*Set exercise*: Transcribe every line of the material below verbatim, leaving out the pictures.

** BEGIN Data in this exercise **

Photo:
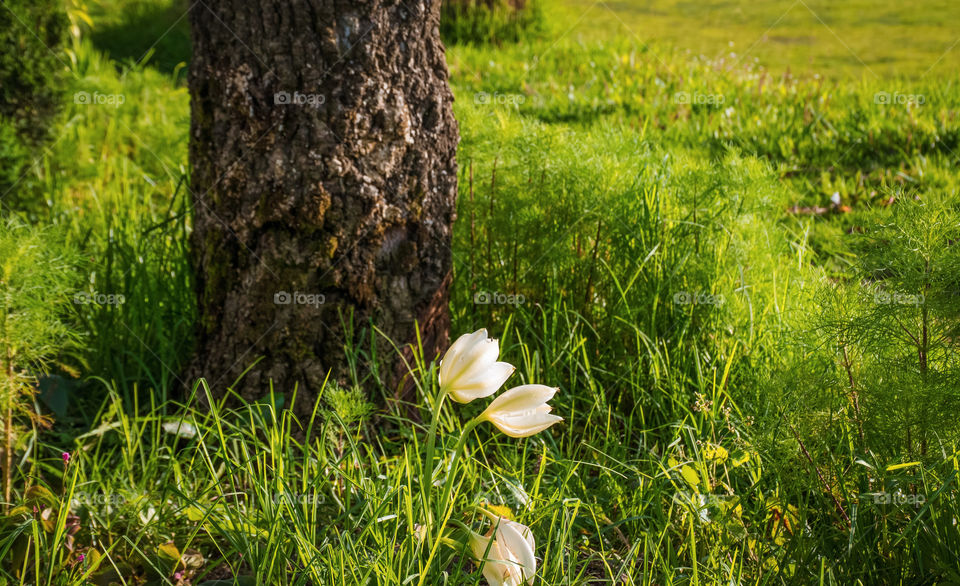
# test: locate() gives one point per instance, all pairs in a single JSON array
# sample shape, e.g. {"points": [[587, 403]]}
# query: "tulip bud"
{"points": [[522, 411], [506, 553], [469, 370]]}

** END Data in this exercise **

*Exercise response*:
Photo:
# test: locate() gives one point per instance, all pairs in a single JSON array
# sample shape, e.g. {"points": [[587, 403]]}
# query: "tulip bud"
{"points": [[522, 411], [506, 553], [469, 370]]}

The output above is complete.